- _Exercise description_:
Make an exact copy of all the entries below, with the pictures left out.

"""

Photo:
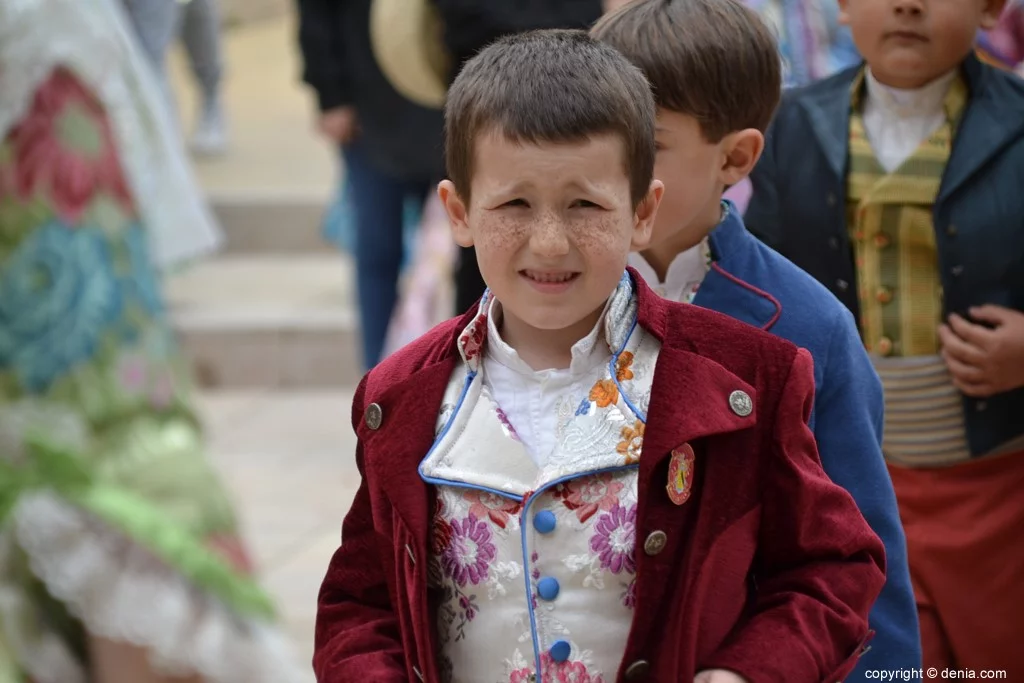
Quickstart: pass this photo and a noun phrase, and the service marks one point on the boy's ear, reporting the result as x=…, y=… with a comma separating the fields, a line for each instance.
x=645, y=214
x=458, y=213
x=990, y=13
x=741, y=152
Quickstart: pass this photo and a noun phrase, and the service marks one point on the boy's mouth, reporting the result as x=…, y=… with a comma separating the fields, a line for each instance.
x=907, y=36
x=550, y=282
x=550, y=276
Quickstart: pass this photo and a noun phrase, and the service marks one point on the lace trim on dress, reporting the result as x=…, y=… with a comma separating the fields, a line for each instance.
x=122, y=592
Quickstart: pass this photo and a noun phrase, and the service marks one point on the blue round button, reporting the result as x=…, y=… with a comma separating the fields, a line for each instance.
x=560, y=650
x=548, y=588
x=544, y=521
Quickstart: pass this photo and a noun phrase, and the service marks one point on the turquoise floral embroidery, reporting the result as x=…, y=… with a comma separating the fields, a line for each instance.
x=143, y=279
x=57, y=296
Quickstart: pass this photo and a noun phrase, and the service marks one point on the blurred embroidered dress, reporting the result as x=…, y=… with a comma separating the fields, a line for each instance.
x=112, y=521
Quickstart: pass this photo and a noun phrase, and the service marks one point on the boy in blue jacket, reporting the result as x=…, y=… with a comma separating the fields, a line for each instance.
x=715, y=72
x=897, y=184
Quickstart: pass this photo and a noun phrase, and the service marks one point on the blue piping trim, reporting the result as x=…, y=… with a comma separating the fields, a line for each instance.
x=448, y=425
x=523, y=523
x=525, y=552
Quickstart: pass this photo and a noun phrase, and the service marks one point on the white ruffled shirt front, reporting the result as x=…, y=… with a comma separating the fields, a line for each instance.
x=897, y=121
x=528, y=397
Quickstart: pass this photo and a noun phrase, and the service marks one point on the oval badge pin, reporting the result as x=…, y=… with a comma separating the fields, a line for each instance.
x=681, y=474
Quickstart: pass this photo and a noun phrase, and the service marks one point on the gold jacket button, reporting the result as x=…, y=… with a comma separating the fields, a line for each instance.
x=740, y=403
x=655, y=543
x=638, y=671
x=374, y=416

"""

- _Your response_:
Photo:
Quickstart: pass this photo and a noun phrase, and the service marks one point on the boy's ear, reporting the result as x=…, y=… with a comma separating the fields, a line for each instance.
x=645, y=214
x=458, y=213
x=990, y=13
x=741, y=152
Quickstart: pass this photo and a noun phrase, and the service marks one point on the boy's mouth, reporting the result as x=…, y=… with a comma separating the fields, a line for each instance.
x=907, y=36
x=550, y=282
x=550, y=276
Quickstart: pass this photo and a noun phrase, and the service marks one point on the lace trim on dress, reporting the result as x=…, y=… with a comma separating the fields, a line for each instance.
x=122, y=592
Quickstart: pass this photo and a noun phrase, and the service marks one point on the blue round button, reporting the result as x=…, y=… with a comma separating the fields, a line for each instance.
x=560, y=650
x=548, y=588
x=544, y=521
Quickstart: pass this photo and a noun phrase, and the service marks one point on the turquoise floral embroidery, reporting the result as x=…, y=… with a comma separating the fields, a line for each instance.
x=143, y=279
x=57, y=296
Quickstart: pass this photo and a noun phrase, and the service marks one point on the blurred embroidered dress, reporting the result as x=…, y=… with a comma separating the fields, a line for each instance.
x=112, y=521
Quickstart: pass this photo and a noun phrase, and the service marks one point on the boy in blue jacket, reporting the result as x=…, y=… with a comma separating the fields, a line for each instance.
x=715, y=72
x=897, y=184
Quickstart: pass this photo and a noun phrase, and the service marks one point on the blue piping trim, reporting the result as x=…, y=… with a comma separating the fields, a line for each instance.
x=448, y=425
x=523, y=523
x=525, y=552
Quickstart: pass this photo and a noun phrase, and the service marks one point on the white ruffled shirt front, reporting the result as x=…, y=… with a comma separating the fields, a line for each instance.
x=897, y=121
x=528, y=397
Quickstart: pass this photo and a noun phrase, and the service marks one point on the oval badge pin, reporting the result as x=…, y=… with a comma separating the fields, a line for each instance.
x=681, y=474
Quickstart: pass this photo and a noun phrase, and the service marks one point on the gold jacket button, reporting the result as x=…, y=… with a comma separating the fields, a line for each instance.
x=740, y=403
x=655, y=543
x=638, y=671
x=374, y=416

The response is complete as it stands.